[Dataset entries]

***

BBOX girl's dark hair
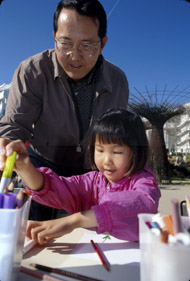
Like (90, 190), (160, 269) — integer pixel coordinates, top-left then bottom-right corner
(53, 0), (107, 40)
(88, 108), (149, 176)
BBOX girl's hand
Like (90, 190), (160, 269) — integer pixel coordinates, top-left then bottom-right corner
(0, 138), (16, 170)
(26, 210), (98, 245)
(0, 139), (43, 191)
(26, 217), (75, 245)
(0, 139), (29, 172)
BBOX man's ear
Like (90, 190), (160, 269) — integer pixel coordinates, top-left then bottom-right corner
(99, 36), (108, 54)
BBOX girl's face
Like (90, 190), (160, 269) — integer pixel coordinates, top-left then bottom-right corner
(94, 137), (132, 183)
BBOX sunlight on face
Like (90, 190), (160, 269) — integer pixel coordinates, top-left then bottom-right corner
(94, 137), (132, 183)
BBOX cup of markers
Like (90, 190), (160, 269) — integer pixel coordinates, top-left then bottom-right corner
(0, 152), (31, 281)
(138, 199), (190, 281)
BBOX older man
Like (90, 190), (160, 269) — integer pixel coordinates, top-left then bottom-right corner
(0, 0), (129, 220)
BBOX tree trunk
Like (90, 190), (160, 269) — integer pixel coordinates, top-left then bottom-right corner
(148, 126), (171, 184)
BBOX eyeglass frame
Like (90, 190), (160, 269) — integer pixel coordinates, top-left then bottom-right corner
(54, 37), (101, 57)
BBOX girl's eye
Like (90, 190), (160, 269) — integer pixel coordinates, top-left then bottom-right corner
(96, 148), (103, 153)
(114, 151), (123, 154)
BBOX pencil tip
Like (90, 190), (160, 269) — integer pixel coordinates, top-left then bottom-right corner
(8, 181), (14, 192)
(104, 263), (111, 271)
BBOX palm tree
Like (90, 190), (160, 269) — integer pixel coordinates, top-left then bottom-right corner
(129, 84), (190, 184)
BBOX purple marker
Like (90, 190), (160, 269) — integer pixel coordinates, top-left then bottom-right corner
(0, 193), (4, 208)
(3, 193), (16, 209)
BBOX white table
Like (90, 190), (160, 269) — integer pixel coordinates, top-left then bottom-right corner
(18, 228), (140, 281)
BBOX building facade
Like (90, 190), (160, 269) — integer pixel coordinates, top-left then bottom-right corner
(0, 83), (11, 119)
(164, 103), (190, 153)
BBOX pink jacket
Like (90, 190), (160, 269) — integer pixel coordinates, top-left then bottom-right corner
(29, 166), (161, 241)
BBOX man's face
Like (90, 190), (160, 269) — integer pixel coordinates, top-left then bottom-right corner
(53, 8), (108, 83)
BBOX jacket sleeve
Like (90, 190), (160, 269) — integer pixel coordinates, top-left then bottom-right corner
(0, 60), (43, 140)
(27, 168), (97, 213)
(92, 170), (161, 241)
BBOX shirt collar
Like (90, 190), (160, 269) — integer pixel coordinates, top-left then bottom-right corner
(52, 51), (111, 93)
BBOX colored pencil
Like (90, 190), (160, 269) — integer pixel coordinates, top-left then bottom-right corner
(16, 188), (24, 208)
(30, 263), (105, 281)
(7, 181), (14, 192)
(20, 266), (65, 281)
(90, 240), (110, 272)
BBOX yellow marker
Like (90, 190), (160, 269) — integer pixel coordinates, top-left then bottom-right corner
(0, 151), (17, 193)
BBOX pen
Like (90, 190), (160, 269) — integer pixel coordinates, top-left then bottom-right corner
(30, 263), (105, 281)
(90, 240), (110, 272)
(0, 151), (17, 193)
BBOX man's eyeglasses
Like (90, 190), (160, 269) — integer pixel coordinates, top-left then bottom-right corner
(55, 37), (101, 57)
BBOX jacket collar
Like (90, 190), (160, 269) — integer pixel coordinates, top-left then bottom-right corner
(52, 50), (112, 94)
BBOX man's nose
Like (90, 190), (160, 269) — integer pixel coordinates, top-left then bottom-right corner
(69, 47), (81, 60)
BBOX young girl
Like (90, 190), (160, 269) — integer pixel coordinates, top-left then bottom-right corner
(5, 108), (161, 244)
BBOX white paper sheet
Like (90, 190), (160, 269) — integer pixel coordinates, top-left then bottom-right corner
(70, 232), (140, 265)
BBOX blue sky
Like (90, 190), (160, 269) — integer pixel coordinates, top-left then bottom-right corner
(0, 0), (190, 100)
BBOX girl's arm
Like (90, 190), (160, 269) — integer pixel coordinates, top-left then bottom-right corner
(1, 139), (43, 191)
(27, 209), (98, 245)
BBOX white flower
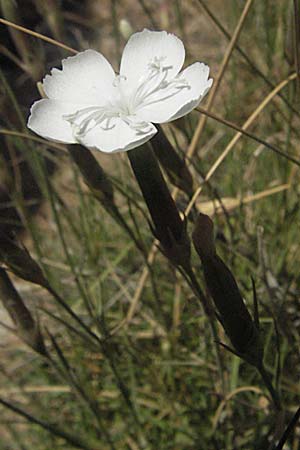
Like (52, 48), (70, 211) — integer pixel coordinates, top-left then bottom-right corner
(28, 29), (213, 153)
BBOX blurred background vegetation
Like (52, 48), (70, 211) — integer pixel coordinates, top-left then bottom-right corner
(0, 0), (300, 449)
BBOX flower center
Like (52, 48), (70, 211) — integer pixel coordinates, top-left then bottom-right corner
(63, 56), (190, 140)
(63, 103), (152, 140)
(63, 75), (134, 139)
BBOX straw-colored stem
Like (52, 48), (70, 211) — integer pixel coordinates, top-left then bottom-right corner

***

▶ **ASSIGNMENT**
Note each line above that contains "collar" and copy it out.

▶ **EXERCISE RESPONSE**
BBOX shirt collar
BBOX jacket collar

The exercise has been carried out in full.